Voors en tegens groenbemesters voorafgaand suikerbieten

„Suikerbieten zijn gevoelig voor bietencysteaaltjes en stengelaaltjes, maar ook voor wortelknobbelaaltjes, als die in hoge aantallen voorkomen”, aldus Visser. Groenbemesters kunnen een goed effect hebben op het terugdringen van aaltjespopulaties. Een teler kan bijvoorbeeld kiezen voor een bladrammenas met die eigenschap. Die kan vroeg gezaaid worden, dan is het effect het sterkst.
Indirect kunnen aaltjes ook schade in bieten veroorzaken, bijvoorbeeld door het overbrengen van virus. „Trichodoriden kunnen het tabaksratelvirus overdragen. In gele mosterd vermeerdert dit virus zich.”
Sommige groenbemesters kan de teler nog laat zaaien. Een voorbeeld is bladkool. Die is volgens Visser winterharder dan bladrammenas en gele mosterd, maar wel een goede waardplant voor het gele bietencysteaaltje en mogelijk ook het witte. Het is goedkoop, maar niet zonder risico, concludeert Visser.
Voorzichtig
Met mengsels is Visser voorzichtig. Het is vaak onduidelijk wat die met de populaties aaltjes of schimmels doen. Er zijn ook mengsels die geschikt zijn voor biofumigatie. Ze vormen bij het inwerken stoffen die sterk lijken op de werkzame stof bij natte grondontsmetting, maar volgens Visser blijft de concentratie van die stoffen ver achter bij de chemische methode. Hij noemt getallen van 30 procent van die concentratie en als het gewas niet sterk verhakseld wordt kan het ook maar 10 procent zijn. Een duidelijke werking komt in proeven van Wageningen UR niet naar boven.
#####
* OPDRACHT
Noem alle soorten aaltjes waarvoor suikerbieten volgens de tekst over groenbemesters gevoelig zijn.
#####
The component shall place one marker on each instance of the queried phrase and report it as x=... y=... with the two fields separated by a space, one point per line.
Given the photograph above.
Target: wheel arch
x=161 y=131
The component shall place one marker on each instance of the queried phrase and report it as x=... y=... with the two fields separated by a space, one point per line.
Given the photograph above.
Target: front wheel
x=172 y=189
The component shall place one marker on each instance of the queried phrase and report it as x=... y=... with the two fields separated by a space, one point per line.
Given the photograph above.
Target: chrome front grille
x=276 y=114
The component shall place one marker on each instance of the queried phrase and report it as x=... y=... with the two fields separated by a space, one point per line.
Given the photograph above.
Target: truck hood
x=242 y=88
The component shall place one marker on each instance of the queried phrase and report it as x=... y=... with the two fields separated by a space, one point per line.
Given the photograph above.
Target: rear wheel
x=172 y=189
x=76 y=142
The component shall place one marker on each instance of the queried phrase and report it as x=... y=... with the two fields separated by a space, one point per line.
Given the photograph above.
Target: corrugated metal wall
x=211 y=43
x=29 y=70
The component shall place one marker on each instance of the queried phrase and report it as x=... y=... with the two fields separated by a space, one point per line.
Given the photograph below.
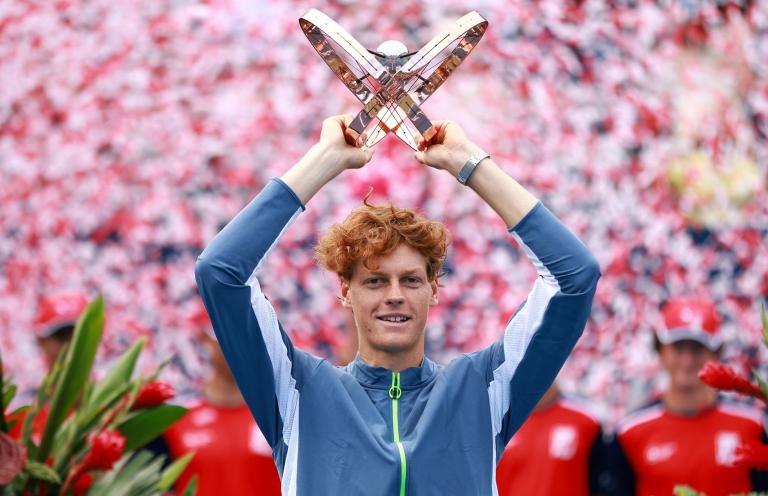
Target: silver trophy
x=391 y=82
#####
* OPLOSSING
Bietencysteaaltjes, stengelaaltjes en wortelknobbelaaltjes (bij hoge aantallen).